[Stored items]
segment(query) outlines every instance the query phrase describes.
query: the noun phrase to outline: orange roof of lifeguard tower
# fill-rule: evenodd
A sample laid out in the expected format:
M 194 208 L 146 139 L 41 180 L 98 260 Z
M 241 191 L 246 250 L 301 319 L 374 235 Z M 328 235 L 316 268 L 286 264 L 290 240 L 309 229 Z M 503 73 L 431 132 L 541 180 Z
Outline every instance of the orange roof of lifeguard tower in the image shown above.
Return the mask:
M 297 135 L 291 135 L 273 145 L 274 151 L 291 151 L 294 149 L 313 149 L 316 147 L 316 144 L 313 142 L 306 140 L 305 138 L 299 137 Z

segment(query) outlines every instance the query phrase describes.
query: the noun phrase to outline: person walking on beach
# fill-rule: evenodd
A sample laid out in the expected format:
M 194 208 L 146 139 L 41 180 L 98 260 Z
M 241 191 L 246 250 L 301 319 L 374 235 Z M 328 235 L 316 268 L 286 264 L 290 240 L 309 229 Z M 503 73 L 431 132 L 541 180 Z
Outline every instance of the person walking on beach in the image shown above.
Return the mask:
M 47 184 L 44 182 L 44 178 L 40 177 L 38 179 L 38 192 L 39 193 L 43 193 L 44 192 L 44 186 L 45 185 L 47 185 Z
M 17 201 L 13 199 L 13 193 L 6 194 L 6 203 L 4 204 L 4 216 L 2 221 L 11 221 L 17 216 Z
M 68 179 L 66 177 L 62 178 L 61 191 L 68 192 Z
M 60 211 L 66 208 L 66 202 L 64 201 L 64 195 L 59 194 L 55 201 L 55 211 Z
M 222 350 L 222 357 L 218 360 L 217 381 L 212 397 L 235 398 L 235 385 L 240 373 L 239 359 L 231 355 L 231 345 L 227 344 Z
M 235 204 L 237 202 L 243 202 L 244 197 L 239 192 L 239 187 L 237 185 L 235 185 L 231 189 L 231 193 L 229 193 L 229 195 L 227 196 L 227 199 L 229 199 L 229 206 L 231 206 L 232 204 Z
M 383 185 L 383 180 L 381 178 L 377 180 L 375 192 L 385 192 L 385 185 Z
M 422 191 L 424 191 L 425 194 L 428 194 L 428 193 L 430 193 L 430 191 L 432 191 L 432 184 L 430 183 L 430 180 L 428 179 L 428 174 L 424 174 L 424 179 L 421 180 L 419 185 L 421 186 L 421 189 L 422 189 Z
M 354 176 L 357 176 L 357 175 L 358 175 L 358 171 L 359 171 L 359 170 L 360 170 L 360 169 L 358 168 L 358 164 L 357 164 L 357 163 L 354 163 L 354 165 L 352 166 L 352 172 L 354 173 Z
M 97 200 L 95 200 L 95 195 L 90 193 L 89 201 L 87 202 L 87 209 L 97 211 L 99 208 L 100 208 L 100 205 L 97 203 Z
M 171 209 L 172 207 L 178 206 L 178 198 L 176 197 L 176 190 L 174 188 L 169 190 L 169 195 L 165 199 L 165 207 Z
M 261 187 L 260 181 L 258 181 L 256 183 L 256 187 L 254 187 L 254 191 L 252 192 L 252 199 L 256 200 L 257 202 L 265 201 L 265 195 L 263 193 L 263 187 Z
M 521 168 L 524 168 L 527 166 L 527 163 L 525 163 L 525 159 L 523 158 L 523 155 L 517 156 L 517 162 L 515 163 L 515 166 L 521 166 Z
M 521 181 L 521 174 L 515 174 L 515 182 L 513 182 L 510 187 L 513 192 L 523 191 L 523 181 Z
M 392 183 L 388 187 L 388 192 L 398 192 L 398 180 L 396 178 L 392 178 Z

ACTION ITEM - Copy each record from above without leaving any out.

EXERCISE RESULT -
segment(query) outlines every instance the query phrase describes.
query: the noun phrase to outline: orange roof of lifeguard tower
# fill-rule: evenodd
A sample laid out in the expected format:
M 194 208 L 146 139 L 41 180 L 98 260 Z
M 241 191 L 246 250 L 301 319 L 374 235 Z M 328 235 L 316 268 L 286 264 L 290 240 L 309 229 Z M 503 73 L 431 132 L 541 180 Z
Outline every instance of the orange roof of lifeguard tower in the image shown above.
Return the mask:
M 297 135 L 291 135 L 273 145 L 274 151 L 291 151 L 294 149 L 313 149 L 316 147 L 316 144 L 313 142 L 306 140 L 305 138 L 299 137 Z

segment(query) outlines every instance the query phrase describes.
query: the noun phrase to outline: person walking on beach
# fill-rule: evenodd
A sample laid out in the expected format:
M 194 208 L 146 139 L 41 180 L 98 260 Z
M 241 191 L 246 250 L 301 319 L 374 235 Z M 328 235 L 316 268 L 286 264 L 290 240 L 309 229 Z M 503 73 L 431 132 L 541 180 Z
Outline every instance of the person walking on beach in the image shown above.
Return the mask:
M 47 184 L 44 182 L 44 178 L 40 177 L 38 179 L 38 192 L 39 193 L 43 193 L 44 192 L 44 186 L 45 185 L 47 185 Z
M 17 201 L 13 199 L 13 193 L 6 194 L 6 203 L 4 204 L 4 216 L 2 221 L 11 221 L 17 216 Z
M 68 179 L 66 177 L 62 178 L 61 191 L 68 192 Z
M 60 211 L 66 208 L 66 202 L 64 201 L 64 195 L 59 194 L 55 201 L 55 211 Z
M 222 350 L 222 357 L 218 360 L 217 381 L 212 397 L 235 398 L 235 385 L 240 373 L 239 359 L 231 355 L 231 345 L 227 344 Z
M 235 204 L 237 202 L 243 202 L 244 197 L 239 192 L 239 187 L 237 185 L 235 185 L 231 189 L 231 193 L 229 193 L 229 195 L 227 196 L 227 199 L 229 199 L 229 206 L 231 206 L 232 204 Z
M 383 185 L 383 180 L 381 178 L 377 180 L 375 192 L 385 192 L 385 185 Z
M 422 191 L 424 191 L 425 194 L 428 194 L 428 193 L 430 193 L 430 191 L 432 191 L 432 184 L 430 183 L 430 180 L 428 179 L 428 174 L 424 174 L 424 179 L 421 180 L 419 185 L 421 186 L 421 189 L 422 189 Z
M 354 176 L 357 176 L 357 175 L 358 175 L 358 171 L 359 171 L 359 170 L 360 170 L 360 169 L 358 168 L 358 164 L 357 164 L 357 163 L 354 163 L 354 165 L 352 166 L 352 172 L 354 173 Z
M 97 200 L 95 200 L 95 195 L 90 193 L 89 201 L 87 202 L 87 209 L 97 211 L 99 208 L 100 208 L 100 205 L 97 203 Z
M 171 209 L 172 207 L 178 206 L 178 198 L 176 197 L 176 190 L 174 188 L 169 190 L 169 195 L 165 199 L 165 207 Z
M 261 187 L 260 181 L 258 181 L 256 183 L 256 187 L 254 187 L 254 191 L 252 192 L 252 199 L 256 200 L 257 202 L 265 201 L 265 195 L 263 193 L 263 187 Z
M 521 168 L 524 168 L 527 166 L 527 163 L 525 163 L 525 159 L 523 158 L 523 155 L 517 156 L 517 162 L 515 163 L 515 166 L 521 166 Z
M 521 181 L 521 174 L 515 174 L 515 182 L 513 182 L 510 187 L 513 192 L 523 191 L 523 181 Z
M 392 183 L 388 187 L 388 192 L 398 192 L 398 180 L 396 178 L 392 178 Z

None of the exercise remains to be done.